• _Brief 1_:
According to the text on art investment during the pandemic, in what year did Anita Choudhrie found the Stellar International Art Foundation?
• _Brief 2_:
Extend the text on art investment during the pandemic, picking up after its final sentence.

• _Text shown_:
Content starts
The pandemic offers art world players a chance to make big industry changes. This view, from a long-time collector, marks a fresh look at this important asset class for coverage in August. The last few months for the sector have been a painful reset for some and a renaissance for others. Either way there's plenty to unpick.
Many collectors may be wondering whether now is a sensible time to be investing in art. Collector Anita Choudhrie, who founded the Stellar International Art Foundation in 2008 with her family's private collection, thinks that the coronavirus has created a new and intriguing landscape for art investment, which she explains in this commentary. The last few months have certainly shaken up how art is being viewed, bought and appreciated, and some market places have found bouyant new audiences online.
Over the next month, we will be looking at how this important wealth symbol and evolving asset class has managed during the first half of the year, and talking to those in the industry about what adaptations are making the market, worth around $70 billion, more resilient and accessible. In this curtain raiser, Choudhrie shares her observations. We welcome such contributions and encourage you to respond on the topic to email@example.com and firstname.lastname@example.org.
Content ends
• _Given entries_:
Content starts
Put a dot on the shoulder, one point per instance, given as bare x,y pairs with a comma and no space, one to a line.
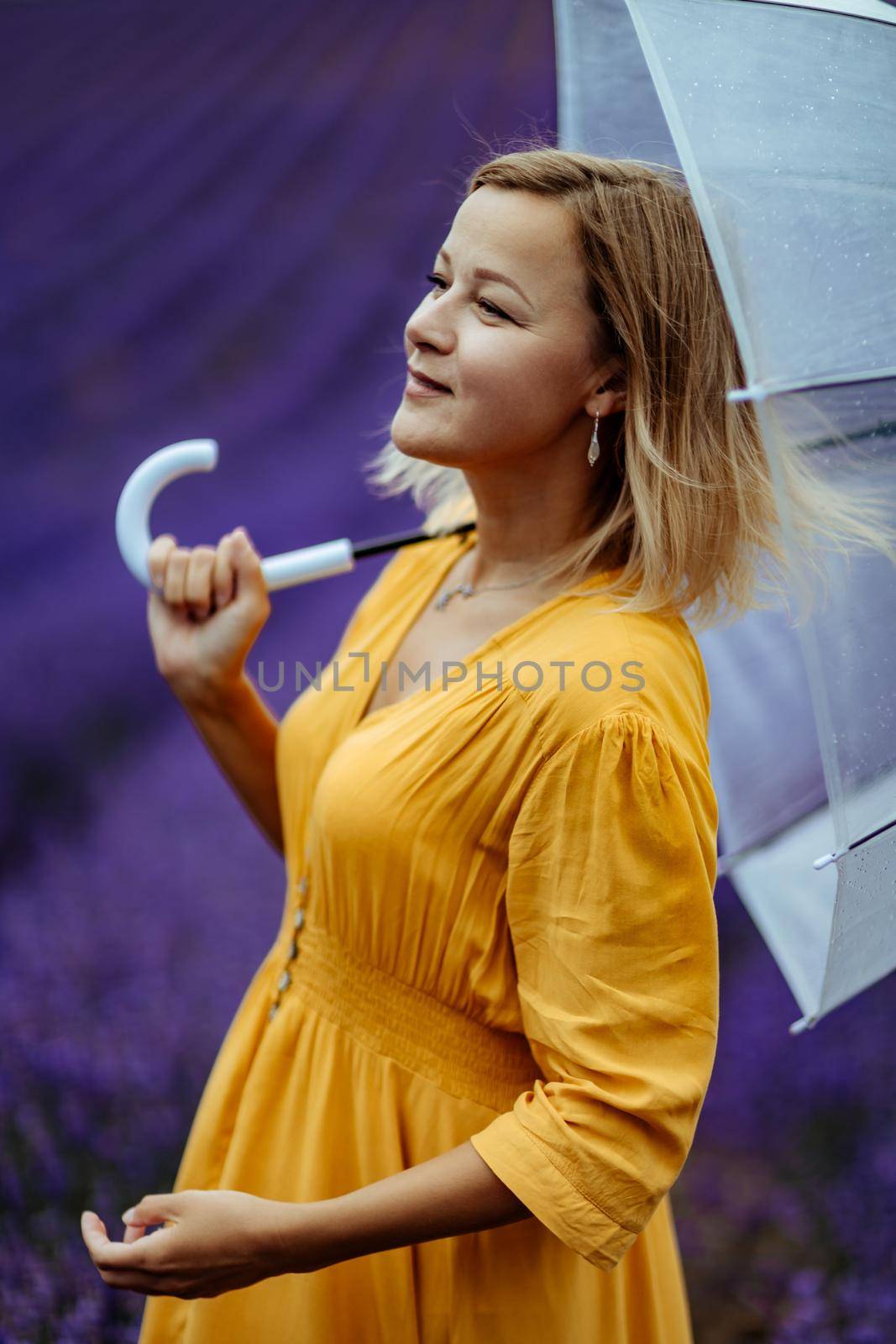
590,669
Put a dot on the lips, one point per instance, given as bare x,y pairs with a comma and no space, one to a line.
427,382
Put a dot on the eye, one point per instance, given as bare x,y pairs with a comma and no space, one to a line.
484,304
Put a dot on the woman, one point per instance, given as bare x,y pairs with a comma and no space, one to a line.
463,1082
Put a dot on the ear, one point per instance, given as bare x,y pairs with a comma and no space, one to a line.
607,394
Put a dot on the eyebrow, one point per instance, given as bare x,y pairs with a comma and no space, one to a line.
484,273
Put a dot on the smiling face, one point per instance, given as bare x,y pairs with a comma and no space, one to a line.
516,353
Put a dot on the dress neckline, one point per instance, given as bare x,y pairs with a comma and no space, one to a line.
441,566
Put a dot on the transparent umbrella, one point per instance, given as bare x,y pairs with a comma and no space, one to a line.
782,118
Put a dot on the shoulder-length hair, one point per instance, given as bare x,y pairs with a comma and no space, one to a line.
685,504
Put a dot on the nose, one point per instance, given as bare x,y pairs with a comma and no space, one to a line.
430,327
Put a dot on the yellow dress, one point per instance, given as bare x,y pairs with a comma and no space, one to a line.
499,927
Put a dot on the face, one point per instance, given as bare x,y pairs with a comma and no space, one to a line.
513,353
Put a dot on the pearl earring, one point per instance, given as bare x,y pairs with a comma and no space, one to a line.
594,448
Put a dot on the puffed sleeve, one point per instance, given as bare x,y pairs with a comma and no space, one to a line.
610,909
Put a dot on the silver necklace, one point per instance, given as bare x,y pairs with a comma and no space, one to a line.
468,591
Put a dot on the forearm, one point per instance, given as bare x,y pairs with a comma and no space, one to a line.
445,1196
241,732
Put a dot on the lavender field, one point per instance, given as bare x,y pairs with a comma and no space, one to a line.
214,221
Content ends
• _Written reply 1_:
2008

• _Written reply 2_:
Over the past decade, a significant number of state subsidies for arts organisations, galleries and museums have been cut. As a result, most institutions now rely on contributions from commercial companies or philanthropic donations in order to boost their annual income.
However, during any period of economic instability, people are more cautious with their money, including spending and investments. For example, whilst over £8 billion is donated by individuals across the UK to charitable institutions each year, amid the current uncertainty, this is expected to drop by 29 per cent.
Naturally, this significant shift will have a huge impact on entire art ecosystems, affecting artists and galleries, as well as the great number of other people who make a living from the community.
Yet it is during periods of significant upheaval that art and philanthropy can offer their greatest contribution to society, bringing people together from across all walks of life and stimulating the human spirit through shared appreciation.
With this in mind, now is a crucial time for collectors to be supporting the delicate art ecosystem wherever possible.
Several auction houses and galleries have set up charity sales, offering collectors a unique opportunity to purchase credible art at incredible prices, whilst doing their bit to keep the market afloat. A recent example was the online auction held in May by art dealer Danny Katz in conjunction with Sotheby’s. The sale comprised 140 pieces, with Katz commenting; “The estimates for some of these things are ridiculously low and hopefully they will go higher. But there are opportunities for people to buy beautiful Scandinavian art, 19th century art, Modern British art, Renaissance sculpture…top objects at very reasonable prices.”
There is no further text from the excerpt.